### THE DATA:
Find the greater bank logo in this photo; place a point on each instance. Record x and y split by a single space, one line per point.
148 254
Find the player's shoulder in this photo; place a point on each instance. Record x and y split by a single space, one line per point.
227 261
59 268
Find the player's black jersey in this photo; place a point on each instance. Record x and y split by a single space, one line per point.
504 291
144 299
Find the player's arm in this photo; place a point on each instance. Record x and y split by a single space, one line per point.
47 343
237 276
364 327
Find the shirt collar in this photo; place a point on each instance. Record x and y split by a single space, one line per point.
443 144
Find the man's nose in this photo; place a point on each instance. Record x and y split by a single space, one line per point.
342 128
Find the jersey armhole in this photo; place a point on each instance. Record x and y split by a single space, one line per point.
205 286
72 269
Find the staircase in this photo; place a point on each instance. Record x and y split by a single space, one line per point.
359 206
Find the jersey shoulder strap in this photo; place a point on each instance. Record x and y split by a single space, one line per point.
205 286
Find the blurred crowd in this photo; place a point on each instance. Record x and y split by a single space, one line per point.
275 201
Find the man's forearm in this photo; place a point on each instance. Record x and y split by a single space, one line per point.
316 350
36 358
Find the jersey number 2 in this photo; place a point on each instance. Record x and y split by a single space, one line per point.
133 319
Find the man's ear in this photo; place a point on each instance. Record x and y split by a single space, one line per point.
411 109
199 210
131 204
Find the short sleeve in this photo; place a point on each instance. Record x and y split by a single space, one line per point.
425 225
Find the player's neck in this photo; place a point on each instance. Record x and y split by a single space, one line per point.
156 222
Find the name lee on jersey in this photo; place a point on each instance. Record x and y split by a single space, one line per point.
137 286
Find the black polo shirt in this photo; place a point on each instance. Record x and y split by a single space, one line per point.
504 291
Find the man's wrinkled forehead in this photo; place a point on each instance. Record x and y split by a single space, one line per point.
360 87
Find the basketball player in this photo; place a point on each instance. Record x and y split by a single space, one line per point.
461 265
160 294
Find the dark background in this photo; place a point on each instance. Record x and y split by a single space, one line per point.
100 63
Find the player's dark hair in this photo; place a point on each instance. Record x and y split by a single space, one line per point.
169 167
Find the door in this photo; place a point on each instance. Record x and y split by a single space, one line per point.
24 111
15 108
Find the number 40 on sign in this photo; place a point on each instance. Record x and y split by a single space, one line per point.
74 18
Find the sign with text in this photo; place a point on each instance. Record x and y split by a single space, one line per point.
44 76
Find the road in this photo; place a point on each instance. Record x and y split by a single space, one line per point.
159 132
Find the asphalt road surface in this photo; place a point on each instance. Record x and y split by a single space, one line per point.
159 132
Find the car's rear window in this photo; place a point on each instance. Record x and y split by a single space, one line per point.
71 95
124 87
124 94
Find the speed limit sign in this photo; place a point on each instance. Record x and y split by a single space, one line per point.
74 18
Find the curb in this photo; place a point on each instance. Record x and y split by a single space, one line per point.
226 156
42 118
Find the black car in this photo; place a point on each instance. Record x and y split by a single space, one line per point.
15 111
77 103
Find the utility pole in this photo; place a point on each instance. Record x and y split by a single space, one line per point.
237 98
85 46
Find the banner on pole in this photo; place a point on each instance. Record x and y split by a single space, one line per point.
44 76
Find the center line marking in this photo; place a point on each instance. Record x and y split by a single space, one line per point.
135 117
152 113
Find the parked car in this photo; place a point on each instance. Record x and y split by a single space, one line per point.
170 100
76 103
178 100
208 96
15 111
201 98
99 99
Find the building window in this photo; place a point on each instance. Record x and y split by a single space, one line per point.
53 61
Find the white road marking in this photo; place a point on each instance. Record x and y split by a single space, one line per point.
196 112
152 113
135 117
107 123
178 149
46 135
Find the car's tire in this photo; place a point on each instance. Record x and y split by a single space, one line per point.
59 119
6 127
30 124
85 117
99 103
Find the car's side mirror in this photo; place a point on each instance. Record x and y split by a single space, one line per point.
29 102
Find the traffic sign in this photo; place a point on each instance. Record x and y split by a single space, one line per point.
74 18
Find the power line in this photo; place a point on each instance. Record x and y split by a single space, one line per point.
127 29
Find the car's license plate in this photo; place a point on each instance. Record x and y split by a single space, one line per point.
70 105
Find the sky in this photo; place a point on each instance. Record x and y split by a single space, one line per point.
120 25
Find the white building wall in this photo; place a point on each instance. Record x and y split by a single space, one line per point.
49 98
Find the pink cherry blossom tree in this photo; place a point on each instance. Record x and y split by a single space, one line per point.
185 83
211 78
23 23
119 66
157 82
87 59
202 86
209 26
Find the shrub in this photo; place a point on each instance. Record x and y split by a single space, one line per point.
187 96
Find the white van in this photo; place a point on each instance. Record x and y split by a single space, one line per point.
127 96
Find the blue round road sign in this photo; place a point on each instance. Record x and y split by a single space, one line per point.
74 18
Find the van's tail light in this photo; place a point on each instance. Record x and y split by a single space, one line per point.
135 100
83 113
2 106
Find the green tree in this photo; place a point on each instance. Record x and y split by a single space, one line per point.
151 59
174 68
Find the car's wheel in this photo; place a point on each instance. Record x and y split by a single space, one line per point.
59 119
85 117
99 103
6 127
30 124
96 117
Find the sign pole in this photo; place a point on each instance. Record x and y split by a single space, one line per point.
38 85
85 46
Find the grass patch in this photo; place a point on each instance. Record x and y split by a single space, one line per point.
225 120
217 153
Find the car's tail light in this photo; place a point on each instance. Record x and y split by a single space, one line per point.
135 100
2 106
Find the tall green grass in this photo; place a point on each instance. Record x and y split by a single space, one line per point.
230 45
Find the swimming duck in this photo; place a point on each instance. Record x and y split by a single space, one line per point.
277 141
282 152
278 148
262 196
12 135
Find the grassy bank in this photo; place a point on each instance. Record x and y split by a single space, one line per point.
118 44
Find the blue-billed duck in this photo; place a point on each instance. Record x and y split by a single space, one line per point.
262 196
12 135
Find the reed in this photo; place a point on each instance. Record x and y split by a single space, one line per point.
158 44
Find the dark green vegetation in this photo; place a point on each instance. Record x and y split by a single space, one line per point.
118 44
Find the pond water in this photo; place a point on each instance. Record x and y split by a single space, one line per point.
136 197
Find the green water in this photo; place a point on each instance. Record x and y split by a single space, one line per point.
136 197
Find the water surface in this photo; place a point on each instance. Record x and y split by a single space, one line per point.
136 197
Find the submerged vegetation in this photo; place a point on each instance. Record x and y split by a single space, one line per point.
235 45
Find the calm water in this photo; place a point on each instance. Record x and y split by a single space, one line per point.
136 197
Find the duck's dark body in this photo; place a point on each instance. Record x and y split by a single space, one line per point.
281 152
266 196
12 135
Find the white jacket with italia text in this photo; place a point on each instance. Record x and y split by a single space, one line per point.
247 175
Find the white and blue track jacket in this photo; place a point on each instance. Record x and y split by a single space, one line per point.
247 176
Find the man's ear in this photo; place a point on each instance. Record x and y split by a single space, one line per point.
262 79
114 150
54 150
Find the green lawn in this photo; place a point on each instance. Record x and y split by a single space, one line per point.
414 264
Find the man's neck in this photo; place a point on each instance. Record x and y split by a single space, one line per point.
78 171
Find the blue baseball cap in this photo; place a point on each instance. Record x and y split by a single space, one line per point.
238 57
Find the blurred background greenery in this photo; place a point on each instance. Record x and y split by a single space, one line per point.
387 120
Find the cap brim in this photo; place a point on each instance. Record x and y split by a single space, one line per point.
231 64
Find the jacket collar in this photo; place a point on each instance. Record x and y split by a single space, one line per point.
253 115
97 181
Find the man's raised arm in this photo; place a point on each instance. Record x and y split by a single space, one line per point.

### DESCRIPTION OF THE TASK:
Retype the line containing "Find the cap" and each line after it through the end of the listing, exactly, leaving out everything else.

### TASK ANSWER:
Find the cap brim in this photo; place a point on each instance. Record x and y split by a single space, one line per point.
231 64
Find the jacket collar in this photo; place a point on each instance. Record x and y split by a single space, one line per point.
253 115
97 181
Find the man's raised arm in this photo; place a point on each instance. Record x and y split by a single space, one line per point.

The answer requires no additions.